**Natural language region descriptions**
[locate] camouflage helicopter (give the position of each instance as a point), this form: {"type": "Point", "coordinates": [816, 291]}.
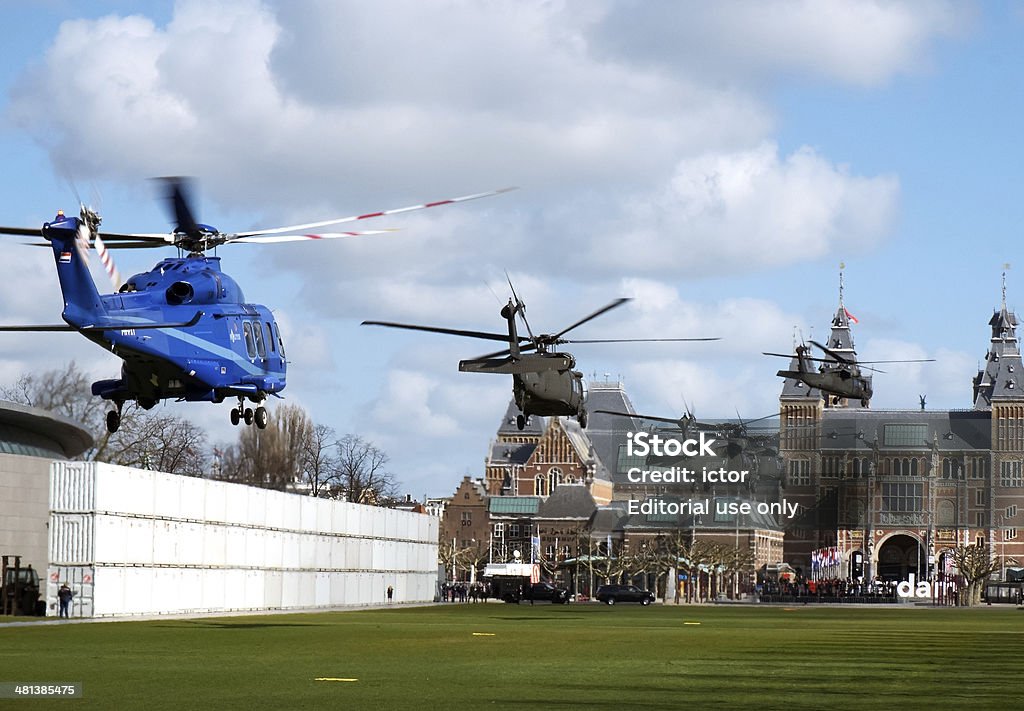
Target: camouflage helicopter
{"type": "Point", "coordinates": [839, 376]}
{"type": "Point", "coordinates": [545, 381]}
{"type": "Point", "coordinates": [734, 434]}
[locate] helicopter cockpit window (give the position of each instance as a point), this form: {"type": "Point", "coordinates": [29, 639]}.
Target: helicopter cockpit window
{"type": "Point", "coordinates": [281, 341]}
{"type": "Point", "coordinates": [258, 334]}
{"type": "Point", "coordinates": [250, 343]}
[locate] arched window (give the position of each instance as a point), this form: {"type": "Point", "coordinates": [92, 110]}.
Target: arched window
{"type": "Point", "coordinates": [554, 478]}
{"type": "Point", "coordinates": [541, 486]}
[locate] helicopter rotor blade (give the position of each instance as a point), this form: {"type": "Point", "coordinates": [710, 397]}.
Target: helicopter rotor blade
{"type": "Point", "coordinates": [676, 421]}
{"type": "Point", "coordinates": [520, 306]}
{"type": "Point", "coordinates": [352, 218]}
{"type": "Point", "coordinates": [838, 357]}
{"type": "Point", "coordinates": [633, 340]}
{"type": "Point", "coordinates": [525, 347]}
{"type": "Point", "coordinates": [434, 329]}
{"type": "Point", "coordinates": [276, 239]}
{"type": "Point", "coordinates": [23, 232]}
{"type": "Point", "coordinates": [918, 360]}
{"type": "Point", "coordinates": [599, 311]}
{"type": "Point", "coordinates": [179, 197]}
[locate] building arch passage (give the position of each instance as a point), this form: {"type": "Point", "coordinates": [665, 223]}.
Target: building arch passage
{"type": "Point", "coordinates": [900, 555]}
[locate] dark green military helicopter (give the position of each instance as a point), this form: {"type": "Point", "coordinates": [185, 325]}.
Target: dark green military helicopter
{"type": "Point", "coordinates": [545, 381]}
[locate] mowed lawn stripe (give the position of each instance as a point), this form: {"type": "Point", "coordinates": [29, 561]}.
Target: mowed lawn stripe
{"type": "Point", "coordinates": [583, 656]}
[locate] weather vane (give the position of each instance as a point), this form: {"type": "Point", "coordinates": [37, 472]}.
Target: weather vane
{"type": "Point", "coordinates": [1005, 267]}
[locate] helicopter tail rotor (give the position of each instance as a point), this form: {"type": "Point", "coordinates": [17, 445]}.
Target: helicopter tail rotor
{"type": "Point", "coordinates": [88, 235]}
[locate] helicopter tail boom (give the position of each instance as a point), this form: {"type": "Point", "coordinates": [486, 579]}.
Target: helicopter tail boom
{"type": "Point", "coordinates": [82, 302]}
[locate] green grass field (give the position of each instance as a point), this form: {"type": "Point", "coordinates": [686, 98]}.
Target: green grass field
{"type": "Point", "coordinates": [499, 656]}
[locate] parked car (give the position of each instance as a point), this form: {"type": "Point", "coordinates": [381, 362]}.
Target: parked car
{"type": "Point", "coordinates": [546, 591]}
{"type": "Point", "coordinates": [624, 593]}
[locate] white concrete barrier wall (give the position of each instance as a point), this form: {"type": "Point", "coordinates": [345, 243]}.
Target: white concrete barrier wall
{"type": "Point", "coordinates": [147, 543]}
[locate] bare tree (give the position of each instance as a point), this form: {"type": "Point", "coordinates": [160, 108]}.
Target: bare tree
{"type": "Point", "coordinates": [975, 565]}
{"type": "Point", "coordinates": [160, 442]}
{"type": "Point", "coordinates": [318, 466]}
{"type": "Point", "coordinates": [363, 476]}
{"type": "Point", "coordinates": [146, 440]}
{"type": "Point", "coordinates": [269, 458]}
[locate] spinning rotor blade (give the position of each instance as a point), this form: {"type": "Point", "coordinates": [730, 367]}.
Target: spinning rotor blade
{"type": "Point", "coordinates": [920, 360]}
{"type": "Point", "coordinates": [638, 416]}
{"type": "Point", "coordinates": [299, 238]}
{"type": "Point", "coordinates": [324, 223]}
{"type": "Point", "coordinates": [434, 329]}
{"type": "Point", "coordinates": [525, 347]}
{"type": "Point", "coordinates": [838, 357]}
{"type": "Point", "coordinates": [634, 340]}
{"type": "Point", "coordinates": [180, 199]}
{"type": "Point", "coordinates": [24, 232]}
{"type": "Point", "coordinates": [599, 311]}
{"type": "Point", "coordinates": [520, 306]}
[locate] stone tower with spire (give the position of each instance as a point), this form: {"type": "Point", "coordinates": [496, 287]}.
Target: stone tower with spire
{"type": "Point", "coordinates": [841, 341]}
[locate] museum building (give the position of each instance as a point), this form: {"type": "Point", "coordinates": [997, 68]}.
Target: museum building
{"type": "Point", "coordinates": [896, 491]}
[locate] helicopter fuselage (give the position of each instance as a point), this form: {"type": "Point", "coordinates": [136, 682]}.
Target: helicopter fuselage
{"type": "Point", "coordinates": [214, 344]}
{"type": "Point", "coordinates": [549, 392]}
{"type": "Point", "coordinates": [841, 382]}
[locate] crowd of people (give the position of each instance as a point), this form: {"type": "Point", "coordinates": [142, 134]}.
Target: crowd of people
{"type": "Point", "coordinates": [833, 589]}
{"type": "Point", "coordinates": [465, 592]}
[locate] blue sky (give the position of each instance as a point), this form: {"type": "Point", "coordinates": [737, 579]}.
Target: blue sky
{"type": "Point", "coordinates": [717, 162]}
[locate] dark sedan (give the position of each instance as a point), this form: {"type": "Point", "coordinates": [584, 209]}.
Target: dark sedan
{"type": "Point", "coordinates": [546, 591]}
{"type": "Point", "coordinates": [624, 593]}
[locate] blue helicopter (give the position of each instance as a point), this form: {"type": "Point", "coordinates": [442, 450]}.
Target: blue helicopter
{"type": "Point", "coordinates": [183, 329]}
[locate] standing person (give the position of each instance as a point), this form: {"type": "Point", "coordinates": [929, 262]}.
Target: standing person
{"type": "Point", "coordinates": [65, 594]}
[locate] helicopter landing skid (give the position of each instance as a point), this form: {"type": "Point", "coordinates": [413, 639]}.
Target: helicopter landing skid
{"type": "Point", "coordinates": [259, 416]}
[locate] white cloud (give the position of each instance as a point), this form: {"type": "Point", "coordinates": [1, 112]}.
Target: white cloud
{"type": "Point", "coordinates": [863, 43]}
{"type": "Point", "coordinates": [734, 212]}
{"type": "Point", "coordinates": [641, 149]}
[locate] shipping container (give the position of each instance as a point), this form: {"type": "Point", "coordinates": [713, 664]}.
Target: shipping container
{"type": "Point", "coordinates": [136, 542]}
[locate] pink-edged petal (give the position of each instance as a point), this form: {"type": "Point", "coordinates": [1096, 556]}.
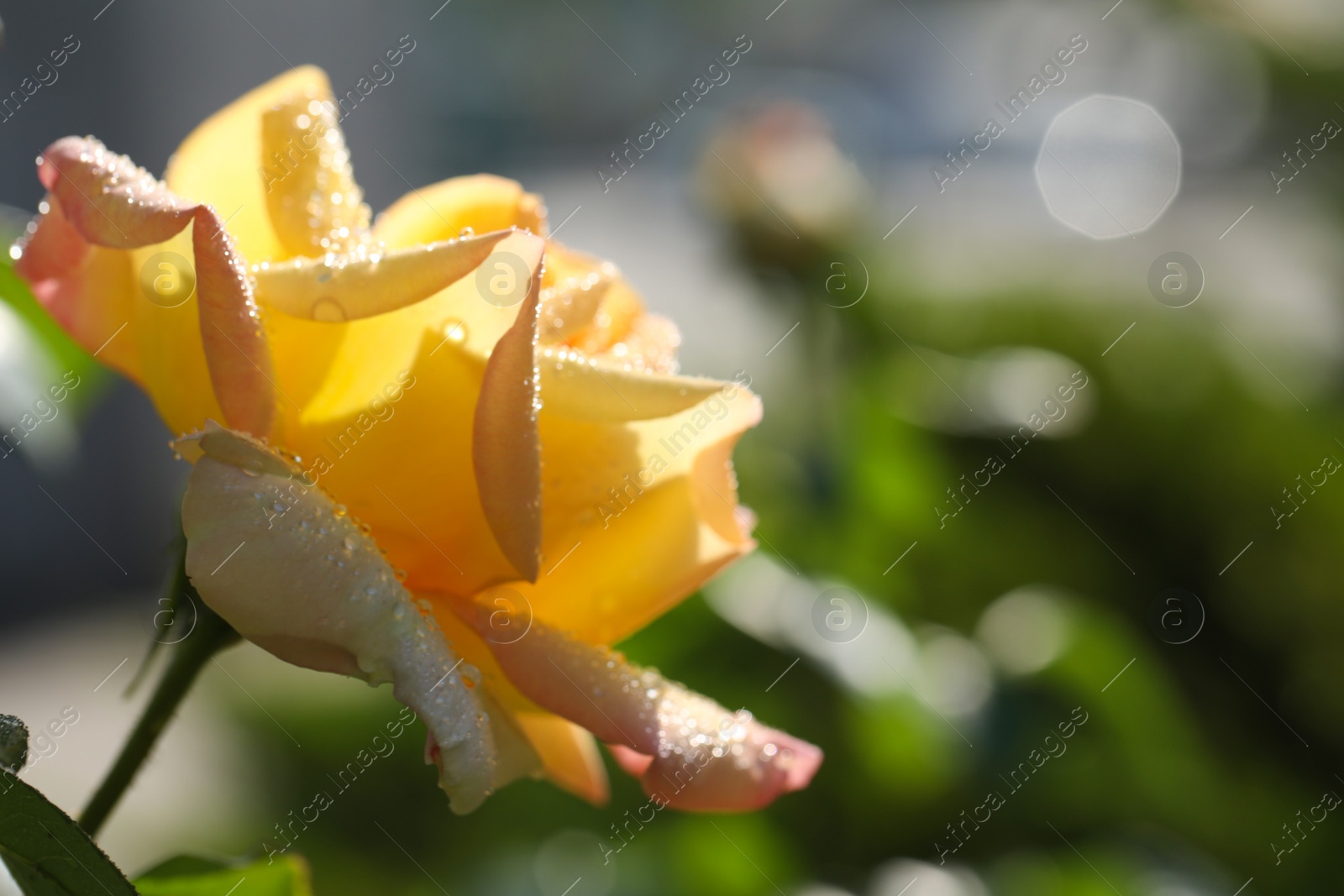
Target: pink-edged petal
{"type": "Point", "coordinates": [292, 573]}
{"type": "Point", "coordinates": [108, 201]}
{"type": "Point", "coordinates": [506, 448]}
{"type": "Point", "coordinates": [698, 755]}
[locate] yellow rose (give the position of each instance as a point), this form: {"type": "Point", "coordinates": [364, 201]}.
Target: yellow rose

**Task to complete**
Return, in full, every line of these entries that holds "rose".

**Answer for the task**
[locate] yellow rose (give the position of each instance as a point), this form: {"type": "Point", "coordinates": [364, 201]}.
Target: yellow rose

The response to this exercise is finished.